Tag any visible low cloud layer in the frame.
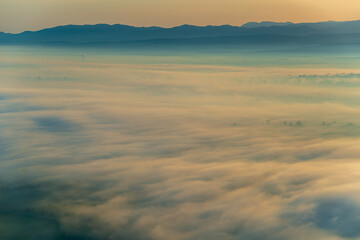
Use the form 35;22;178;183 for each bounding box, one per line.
0;46;360;240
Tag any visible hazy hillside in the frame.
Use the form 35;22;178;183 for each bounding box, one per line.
0;21;360;46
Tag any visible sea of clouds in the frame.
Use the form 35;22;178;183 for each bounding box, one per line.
0;47;360;240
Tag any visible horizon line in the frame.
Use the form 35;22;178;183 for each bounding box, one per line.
0;19;360;35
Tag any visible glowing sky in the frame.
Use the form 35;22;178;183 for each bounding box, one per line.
0;0;360;32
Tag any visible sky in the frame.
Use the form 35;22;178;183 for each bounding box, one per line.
0;0;360;33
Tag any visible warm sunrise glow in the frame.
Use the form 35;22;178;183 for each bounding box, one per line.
0;0;360;32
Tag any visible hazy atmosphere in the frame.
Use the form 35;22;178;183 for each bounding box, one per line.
0;0;360;33
0;0;360;240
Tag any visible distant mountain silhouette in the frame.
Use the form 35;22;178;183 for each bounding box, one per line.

· · · · ·

- [TASK] Reproduce every one of the records above word for word, in the same order, with the pictures omitted.

- [THE OUTPUT]
Tag any visible low cloud layer in the frame.
Use the form 35;22;178;183 for each bounding box, one per line.
0;46;360;240
Tag any visible hazy hillside in the frame.
Use the form 35;22;178;183 for each bounding box, one per line.
0;21;360;46
Tag any visible sea of clouds in the frame.
Use the form 35;22;178;183 for each bounding box, one per line.
0;47;360;240
Tag any visible horizon line in the frame.
Use the form 35;22;178;183 for each bounding box, one per line.
0;19;360;35
Tag any visible glowing sky in the frame.
Use the form 35;22;178;183 for each bounding box, one per line.
0;0;360;32
Tag any visible sky in the frame.
Use the form 35;22;178;183 for each bounding box, one per line.
0;0;360;33
Tag any visible warm sunrise glow in the frame.
Use the form 35;22;178;183 for each bounding box, one per line.
0;0;360;32
Tag any visible hazy atmosphere in the frame.
Use the form 35;22;178;183 for each bounding box, one per line.
0;0;360;33
0;0;360;240
Tag any visible distant mountain silhouette in the frame.
Use the form 35;22;178;183 for each bounding box, one per line.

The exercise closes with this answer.